The response should be a faithful copy of every record, with nothing left out.

___ The data

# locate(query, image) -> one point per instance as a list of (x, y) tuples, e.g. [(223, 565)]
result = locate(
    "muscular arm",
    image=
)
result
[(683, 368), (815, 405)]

______

- **Exercise answer**:
# locate(query, image) -> one point per instance as a list of (x, y) tuples, e.g. [(223, 565)]
result = locate(
    "muscular arm",
    image=
)
result
[(683, 368), (815, 405)]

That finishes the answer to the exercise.